_DOCUMENT_.
Armanitola Government High School is a secondary school for boys in Armanitola, in the old part of Dhaka, Bangladesh. It celebrated its centenary in 2004.

History
This school was established in 1904 by the British government, as an experimental school of the only teacher training college of East Bengal at that time. The school started at a vast campus with red brick buildings constructed in the British style at a location in front of the Tara Masjid (Star Mosque), a famous monument of Muslim architecture. Within a few years after its establishment, it drew attention of the city dwellers for its performance in education, sports and culture.

The school, however, could not sustain its name and fame during later years, particularly during the Pakistan period. Only by turning it into a government school in 1960 could it be saved from chronic financial crisis. Even after the independence of Bangladesh, it took a long time for the school to recover. Only since 1992 has it started to perform well. Armanitola Government High School is considered one of the best schools in old Dhaka.

Campus
Armanitola Government High School maintains a centralized campus consisting of three multi-storied buildings located at the heart of Armanitola, one of the busiest commercial spots of Old Dhaka. The school has a library, laboratory facilities, and two large and one small play grounds.

Academics
Armanitola Government High School has almost 1500 students, and 53 teachers, of whom 25 are women. The school offers courses in science and business studies.

Object position labeling entries:
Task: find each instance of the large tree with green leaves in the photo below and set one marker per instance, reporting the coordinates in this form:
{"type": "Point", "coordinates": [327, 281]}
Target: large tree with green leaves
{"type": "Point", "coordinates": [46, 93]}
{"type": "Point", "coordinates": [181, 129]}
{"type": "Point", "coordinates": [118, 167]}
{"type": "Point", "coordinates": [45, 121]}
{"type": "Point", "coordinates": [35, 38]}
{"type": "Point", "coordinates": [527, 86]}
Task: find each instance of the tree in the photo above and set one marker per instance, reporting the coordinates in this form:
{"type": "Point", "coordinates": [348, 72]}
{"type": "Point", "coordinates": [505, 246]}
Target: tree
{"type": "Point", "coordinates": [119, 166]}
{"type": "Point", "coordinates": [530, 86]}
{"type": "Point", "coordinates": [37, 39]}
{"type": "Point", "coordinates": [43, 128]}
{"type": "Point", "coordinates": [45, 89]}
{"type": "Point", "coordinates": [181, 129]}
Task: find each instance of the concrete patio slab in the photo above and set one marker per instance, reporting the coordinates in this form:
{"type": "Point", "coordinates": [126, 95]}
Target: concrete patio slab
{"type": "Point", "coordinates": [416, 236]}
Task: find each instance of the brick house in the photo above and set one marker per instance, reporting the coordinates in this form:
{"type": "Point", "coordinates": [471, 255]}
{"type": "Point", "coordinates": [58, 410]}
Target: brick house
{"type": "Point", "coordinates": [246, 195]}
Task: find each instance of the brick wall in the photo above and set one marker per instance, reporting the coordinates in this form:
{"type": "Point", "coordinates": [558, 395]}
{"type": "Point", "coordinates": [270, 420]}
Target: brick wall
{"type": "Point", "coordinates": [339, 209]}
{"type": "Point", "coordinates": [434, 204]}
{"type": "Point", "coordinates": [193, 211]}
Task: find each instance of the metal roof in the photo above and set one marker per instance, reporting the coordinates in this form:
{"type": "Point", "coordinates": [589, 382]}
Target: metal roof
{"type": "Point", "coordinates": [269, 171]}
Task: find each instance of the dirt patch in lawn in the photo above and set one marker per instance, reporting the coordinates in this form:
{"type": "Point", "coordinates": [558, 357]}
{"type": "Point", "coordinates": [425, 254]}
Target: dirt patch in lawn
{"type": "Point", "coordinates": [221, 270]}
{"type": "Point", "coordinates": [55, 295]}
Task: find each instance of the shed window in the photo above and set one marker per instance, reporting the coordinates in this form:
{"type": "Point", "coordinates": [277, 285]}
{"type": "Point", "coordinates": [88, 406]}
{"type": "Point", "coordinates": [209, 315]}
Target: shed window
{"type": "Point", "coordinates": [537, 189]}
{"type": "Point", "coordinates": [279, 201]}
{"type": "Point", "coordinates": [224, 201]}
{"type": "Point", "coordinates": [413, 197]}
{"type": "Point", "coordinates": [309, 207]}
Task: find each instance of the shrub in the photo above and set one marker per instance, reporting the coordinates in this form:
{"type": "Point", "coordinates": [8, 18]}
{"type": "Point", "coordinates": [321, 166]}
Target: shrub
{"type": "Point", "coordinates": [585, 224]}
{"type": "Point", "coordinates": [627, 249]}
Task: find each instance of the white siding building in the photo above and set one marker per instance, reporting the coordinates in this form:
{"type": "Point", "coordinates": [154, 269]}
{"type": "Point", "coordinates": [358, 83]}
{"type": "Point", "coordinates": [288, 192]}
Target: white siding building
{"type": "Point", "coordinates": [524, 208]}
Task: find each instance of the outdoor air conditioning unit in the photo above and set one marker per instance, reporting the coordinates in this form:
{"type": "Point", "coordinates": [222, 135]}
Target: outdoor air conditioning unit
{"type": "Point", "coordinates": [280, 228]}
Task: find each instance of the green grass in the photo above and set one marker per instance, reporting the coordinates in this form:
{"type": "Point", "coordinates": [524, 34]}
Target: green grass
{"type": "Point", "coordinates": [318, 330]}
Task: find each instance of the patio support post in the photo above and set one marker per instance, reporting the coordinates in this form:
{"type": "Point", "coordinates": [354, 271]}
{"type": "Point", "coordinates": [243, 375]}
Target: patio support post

_INSTRUCTION 1_.
Lay out the entries as a numbered list, leaving out blank lines. Start at the line containing "Task: find each instance of the shed" and go through the last line of the entries, including both ends.
_INSTRUCTION 2_.
Proceed with the article on Armanitola Government High School, picking up after its final sentence.

_RESPONSE 1_.
1. Task: find each instance of the shed window in the photo above and set one marker per instance, reporting the coordinates in this form:
2. {"type": "Point", "coordinates": [277, 285]}
3. {"type": "Point", "coordinates": [88, 406]}
4. {"type": "Point", "coordinates": [209, 315]}
5. Target: shed window
6. {"type": "Point", "coordinates": [537, 189]}
7. {"type": "Point", "coordinates": [279, 201]}
8. {"type": "Point", "coordinates": [224, 201]}
9. {"type": "Point", "coordinates": [413, 197]}
10. {"type": "Point", "coordinates": [309, 207]}
11. Task: find each instance of the shrub in the photo above and set one marker per instance, reporting the coordinates in this form:
12. {"type": "Point", "coordinates": [8, 18]}
13. {"type": "Point", "coordinates": [321, 166]}
14. Target: shrub
15. {"type": "Point", "coordinates": [585, 224]}
16. {"type": "Point", "coordinates": [627, 249]}
17. Task: find each instance of the white siding building in the photo above and set one marker per instance, reporting the coordinates in this form:
18. {"type": "Point", "coordinates": [154, 269]}
19. {"type": "Point", "coordinates": [358, 83]}
20. {"type": "Point", "coordinates": [288, 192]}
21. Target: white siding building
22. {"type": "Point", "coordinates": [524, 208]}
23. Task: find each instance of the outdoor air conditioning unit in the photo above and set one marker per instance, reporting the coordinates in this form:
24. {"type": "Point", "coordinates": [222, 135]}
25. Target: outdoor air conditioning unit
26. {"type": "Point", "coordinates": [280, 228]}
27. Task: find each instance of the green grass in the photo above and set one marker per instance, reporting the coordinates in this form:
28. {"type": "Point", "coordinates": [524, 34]}
29. Target: green grass
30. {"type": "Point", "coordinates": [318, 330]}
31. Task: find each instance of the patio support post in the photo above and set one marker per instance, reporting the coordinates in this form:
32. {"type": "Point", "coordinates": [354, 271]}
33. {"type": "Point", "coordinates": [243, 375]}
34. Target: patio support post

_RESPONSE 2_.
Student activities
Armanitola Government High School offers many extracurricular activities. The Debating Club in particular regularly competes in inter-school competitions.

Financial aid
The school maintains low tuition fees compare to other private schools in Bangladesh, and students may apply annually for financial aid.

Publications
The school publishes an annual magazine named Unmesh.

Notable alumni
 Muhammed Abul Manzur, military general
 Pranab Mukherjee, 13th president of India.
 Bashir Ahmed, hockey, football, athletics and cricket player, later referee, coach, umpire and Olympic organiser
 Fazlur Rahman Khan, structural engineer and architect
 Muhammad Shahjahan, 6th vice-chancellor of Bangladesh University of Engineering and Technology
 Nooruddin Ahmed, 8th vice-chancellor of Bangladesh University of Engineering and Technology.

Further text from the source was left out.